+++ DATA SECTION +++

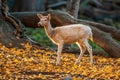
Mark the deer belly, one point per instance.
(70, 40)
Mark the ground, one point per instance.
(33, 63)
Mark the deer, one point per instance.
(68, 34)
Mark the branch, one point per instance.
(10, 18)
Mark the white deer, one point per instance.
(75, 33)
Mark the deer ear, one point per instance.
(49, 16)
(39, 15)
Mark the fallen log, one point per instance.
(100, 31)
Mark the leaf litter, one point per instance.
(35, 64)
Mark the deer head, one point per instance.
(43, 19)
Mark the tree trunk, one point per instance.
(103, 39)
(11, 34)
(73, 7)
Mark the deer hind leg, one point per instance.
(82, 50)
(60, 46)
(89, 48)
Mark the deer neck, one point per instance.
(48, 29)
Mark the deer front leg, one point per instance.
(82, 50)
(60, 46)
(89, 48)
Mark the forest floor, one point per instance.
(35, 64)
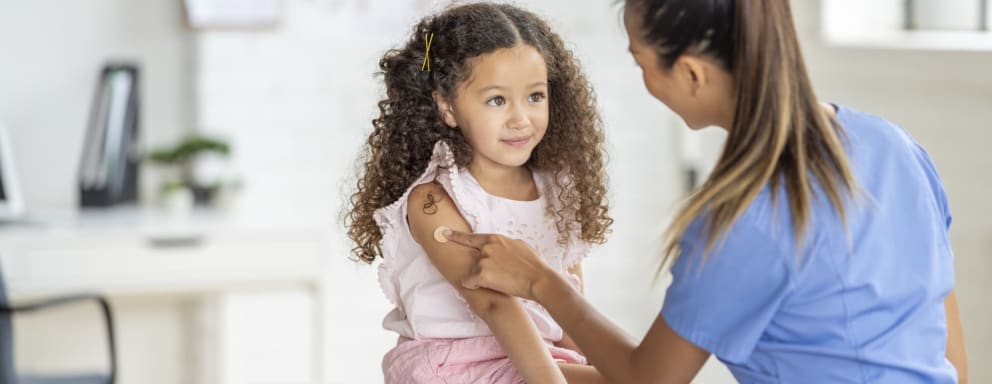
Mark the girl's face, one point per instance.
(695, 88)
(502, 109)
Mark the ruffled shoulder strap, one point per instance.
(440, 169)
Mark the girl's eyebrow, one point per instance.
(499, 87)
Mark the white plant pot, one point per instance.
(177, 202)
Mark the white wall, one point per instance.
(54, 50)
(944, 99)
(298, 100)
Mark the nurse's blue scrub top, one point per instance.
(867, 307)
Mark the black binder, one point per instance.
(108, 171)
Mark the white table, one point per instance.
(134, 253)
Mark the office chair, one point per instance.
(8, 375)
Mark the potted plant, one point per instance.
(181, 160)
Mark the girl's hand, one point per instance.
(503, 264)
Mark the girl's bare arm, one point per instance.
(431, 207)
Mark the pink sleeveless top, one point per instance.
(426, 305)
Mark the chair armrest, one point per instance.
(71, 299)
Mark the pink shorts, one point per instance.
(477, 360)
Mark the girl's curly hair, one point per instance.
(409, 123)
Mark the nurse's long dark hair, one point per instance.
(780, 132)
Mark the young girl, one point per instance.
(817, 251)
(488, 125)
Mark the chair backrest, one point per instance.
(7, 373)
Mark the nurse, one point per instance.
(816, 252)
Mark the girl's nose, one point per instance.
(519, 119)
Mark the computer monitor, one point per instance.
(11, 204)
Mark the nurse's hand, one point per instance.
(503, 264)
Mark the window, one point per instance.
(962, 15)
(944, 25)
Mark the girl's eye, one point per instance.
(496, 101)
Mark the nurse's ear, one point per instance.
(692, 73)
(446, 109)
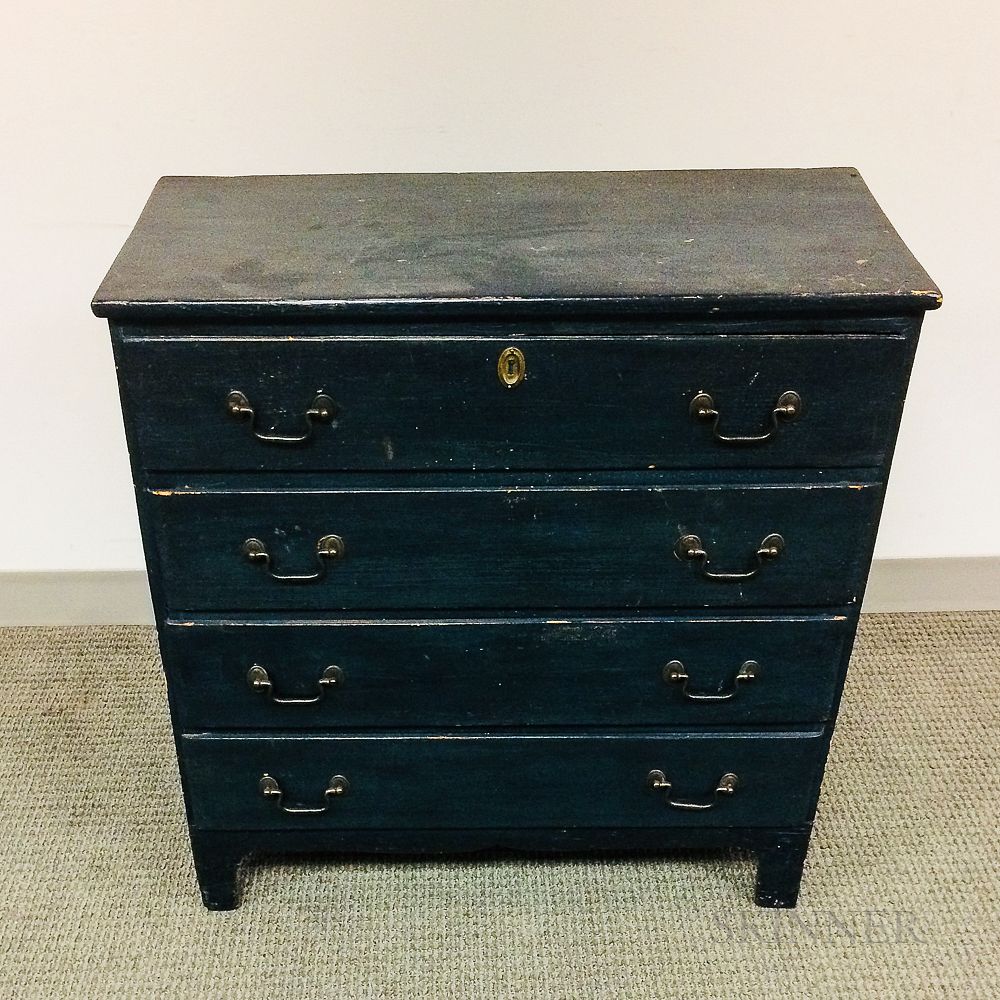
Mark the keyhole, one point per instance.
(510, 367)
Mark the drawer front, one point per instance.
(581, 544)
(422, 403)
(506, 672)
(490, 781)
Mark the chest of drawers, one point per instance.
(509, 510)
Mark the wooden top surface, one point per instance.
(692, 242)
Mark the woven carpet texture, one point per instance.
(900, 895)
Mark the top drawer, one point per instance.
(247, 401)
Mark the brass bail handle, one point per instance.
(690, 549)
(321, 410)
(787, 408)
(328, 548)
(676, 673)
(259, 680)
(337, 785)
(726, 785)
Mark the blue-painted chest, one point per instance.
(527, 510)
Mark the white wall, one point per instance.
(99, 99)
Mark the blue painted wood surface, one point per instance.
(510, 672)
(509, 593)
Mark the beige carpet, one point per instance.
(900, 897)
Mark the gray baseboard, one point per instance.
(122, 597)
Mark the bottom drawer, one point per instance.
(494, 782)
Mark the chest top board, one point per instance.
(522, 510)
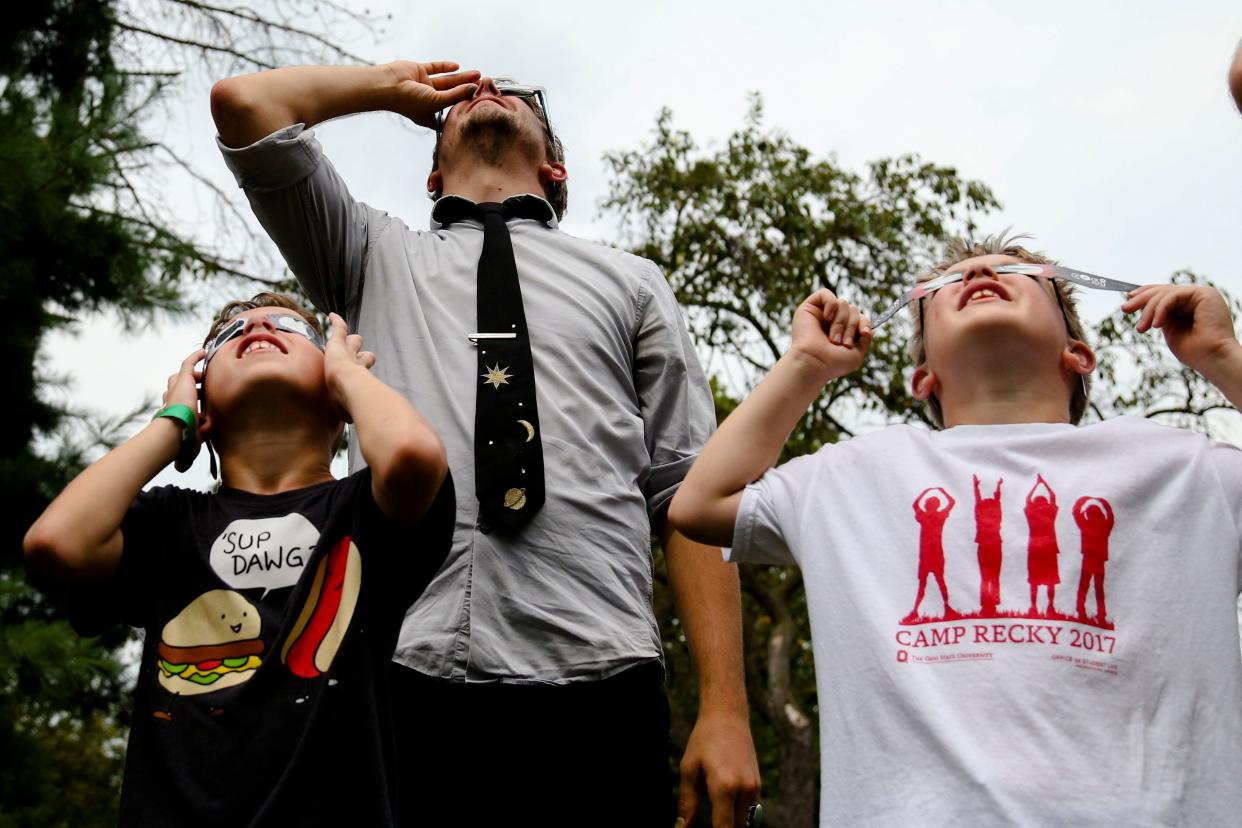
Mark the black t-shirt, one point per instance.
(270, 625)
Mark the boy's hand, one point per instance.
(832, 332)
(183, 386)
(342, 355)
(422, 91)
(1195, 320)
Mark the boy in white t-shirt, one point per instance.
(991, 710)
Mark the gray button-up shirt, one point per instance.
(624, 409)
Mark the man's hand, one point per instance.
(343, 354)
(719, 756)
(421, 90)
(1195, 320)
(831, 332)
(1236, 77)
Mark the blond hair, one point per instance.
(958, 250)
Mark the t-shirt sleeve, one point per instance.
(1227, 462)
(673, 394)
(306, 207)
(410, 556)
(124, 597)
(766, 526)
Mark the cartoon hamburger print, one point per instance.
(211, 644)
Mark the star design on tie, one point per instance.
(497, 376)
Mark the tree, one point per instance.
(86, 229)
(744, 234)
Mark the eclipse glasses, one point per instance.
(508, 87)
(1045, 271)
(288, 323)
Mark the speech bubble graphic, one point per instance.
(267, 553)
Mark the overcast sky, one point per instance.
(1104, 128)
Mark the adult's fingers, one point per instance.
(724, 801)
(338, 328)
(840, 320)
(851, 332)
(687, 796)
(445, 98)
(455, 80)
(436, 67)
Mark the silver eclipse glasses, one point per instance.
(1045, 271)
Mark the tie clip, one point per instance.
(473, 338)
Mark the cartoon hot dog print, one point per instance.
(314, 639)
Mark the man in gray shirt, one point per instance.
(528, 674)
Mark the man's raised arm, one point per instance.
(324, 235)
(250, 107)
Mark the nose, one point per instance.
(486, 86)
(256, 322)
(979, 272)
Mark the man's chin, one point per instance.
(489, 133)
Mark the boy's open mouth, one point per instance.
(260, 343)
(981, 289)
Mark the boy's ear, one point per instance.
(1078, 358)
(552, 174)
(924, 382)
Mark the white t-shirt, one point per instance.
(978, 715)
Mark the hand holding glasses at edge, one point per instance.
(342, 354)
(831, 332)
(422, 90)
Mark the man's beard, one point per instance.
(491, 135)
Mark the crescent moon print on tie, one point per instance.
(530, 430)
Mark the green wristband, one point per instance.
(189, 421)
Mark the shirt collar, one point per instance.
(525, 196)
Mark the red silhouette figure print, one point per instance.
(1094, 519)
(988, 538)
(930, 514)
(1042, 550)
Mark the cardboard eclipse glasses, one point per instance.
(287, 323)
(527, 92)
(1045, 271)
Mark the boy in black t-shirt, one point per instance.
(271, 608)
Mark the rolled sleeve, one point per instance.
(673, 394)
(299, 199)
(273, 163)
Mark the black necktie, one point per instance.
(508, 448)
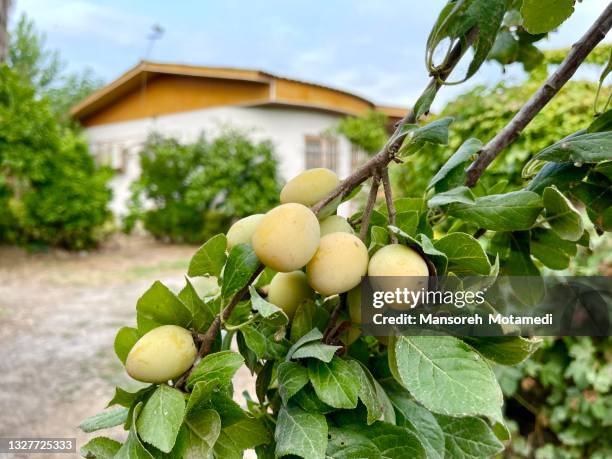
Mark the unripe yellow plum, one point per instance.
(242, 231)
(335, 224)
(288, 290)
(162, 354)
(354, 303)
(338, 265)
(309, 187)
(287, 237)
(405, 267)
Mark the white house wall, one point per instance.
(285, 127)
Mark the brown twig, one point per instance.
(542, 96)
(391, 213)
(367, 211)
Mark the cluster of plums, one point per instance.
(308, 255)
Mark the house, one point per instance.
(182, 101)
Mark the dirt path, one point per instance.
(58, 317)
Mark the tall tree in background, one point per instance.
(4, 7)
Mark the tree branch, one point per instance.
(389, 199)
(542, 96)
(367, 211)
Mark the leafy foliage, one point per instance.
(51, 192)
(189, 192)
(321, 395)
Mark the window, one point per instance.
(322, 152)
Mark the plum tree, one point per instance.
(398, 266)
(163, 353)
(242, 231)
(288, 290)
(309, 187)
(335, 224)
(287, 237)
(338, 265)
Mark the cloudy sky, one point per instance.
(372, 47)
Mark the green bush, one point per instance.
(51, 192)
(189, 192)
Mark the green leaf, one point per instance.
(542, 16)
(323, 352)
(368, 392)
(100, 448)
(460, 194)
(468, 438)
(435, 132)
(238, 437)
(452, 172)
(505, 350)
(512, 211)
(378, 441)
(561, 215)
(291, 378)
(220, 366)
(418, 420)
(124, 341)
(334, 382)
(161, 418)
(465, 254)
(204, 427)
(133, 448)
(550, 249)
(267, 309)
(579, 149)
(201, 312)
(241, 265)
(445, 375)
(210, 258)
(104, 420)
(159, 306)
(312, 335)
(300, 433)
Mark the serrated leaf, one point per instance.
(312, 335)
(210, 258)
(561, 215)
(579, 149)
(201, 312)
(465, 255)
(159, 306)
(241, 265)
(542, 16)
(203, 427)
(435, 132)
(334, 382)
(124, 341)
(512, 211)
(133, 448)
(220, 366)
(266, 309)
(505, 350)
(378, 441)
(456, 163)
(445, 375)
(104, 420)
(468, 438)
(300, 433)
(161, 418)
(321, 351)
(292, 377)
(418, 420)
(100, 448)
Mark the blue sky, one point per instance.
(373, 48)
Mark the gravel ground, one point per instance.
(59, 313)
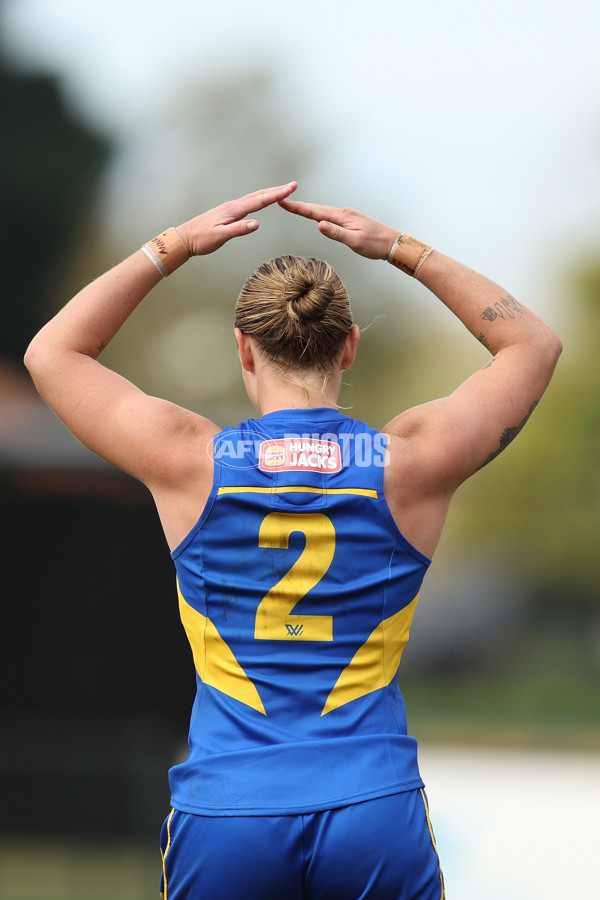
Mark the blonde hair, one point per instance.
(297, 310)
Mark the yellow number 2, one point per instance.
(274, 619)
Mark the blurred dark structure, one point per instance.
(88, 662)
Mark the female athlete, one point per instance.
(300, 541)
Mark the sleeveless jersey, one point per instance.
(297, 592)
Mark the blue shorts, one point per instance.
(380, 849)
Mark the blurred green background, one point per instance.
(114, 126)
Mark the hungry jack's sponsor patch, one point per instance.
(299, 455)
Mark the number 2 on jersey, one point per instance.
(274, 618)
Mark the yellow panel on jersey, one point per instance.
(376, 662)
(214, 661)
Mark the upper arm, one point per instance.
(149, 438)
(453, 437)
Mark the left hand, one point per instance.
(209, 231)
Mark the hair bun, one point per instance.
(298, 311)
(309, 301)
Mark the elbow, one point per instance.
(554, 347)
(32, 357)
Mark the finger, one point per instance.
(239, 229)
(265, 197)
(314, 211)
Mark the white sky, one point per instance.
(474, 125)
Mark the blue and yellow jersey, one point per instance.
(297, 592)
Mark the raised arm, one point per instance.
(142, 435)
(453, 437)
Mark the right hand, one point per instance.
(365, 236)
(209, 231)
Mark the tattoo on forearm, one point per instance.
(507, 437)
(505, 308)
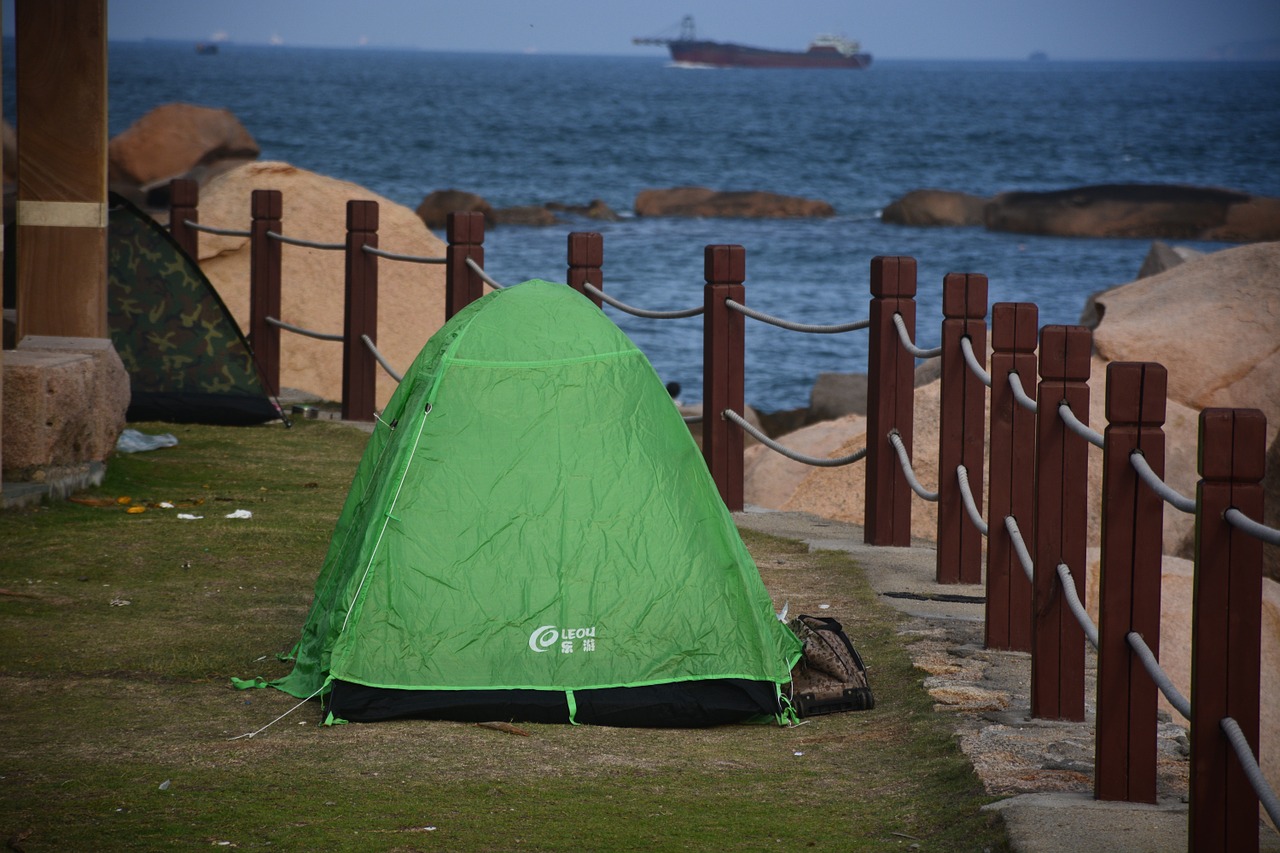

+++

§ **PROBLEM STATEMENT**
When the line that holds "Mark the number" is reached, begin duplicating exactly, and continue through the last line of the listing, skipping the pictures; output nothing else.

§ **EXERCISE ANSWER**
Mark the number 2 on jersey, one point per instance.
(274, 618)
Mark the yellow panel on jersey, one point per instance.
(376, 662)
(214, 661)
Mark the upper arm, one point per instance.
(149, 438)
(453, 437)
Mark the left hand, one point per instance.
(209, 231)
Mark the hair bun, one point per instance.
(298, 311)
(309, 301)
Mark the elbow, one point per instance.
(554, 347)
(32, 357)
Mark the finger, one point per instance.
(239, 229)
(265, 197)
(314, 211)
Mark the white sky, one point per instance.
(474, 125)
Mark the blue and yellow jersey, one point per instance.
(297, 592)
Mark the raised arm, one point per instance.
(142, 435)
(453, 437)
Mark the right hand, one point per instance.
(365, 236)
(209, 231)
Mark the tattoo on forearm, one point per instance.
(507, 437)
(505, 308)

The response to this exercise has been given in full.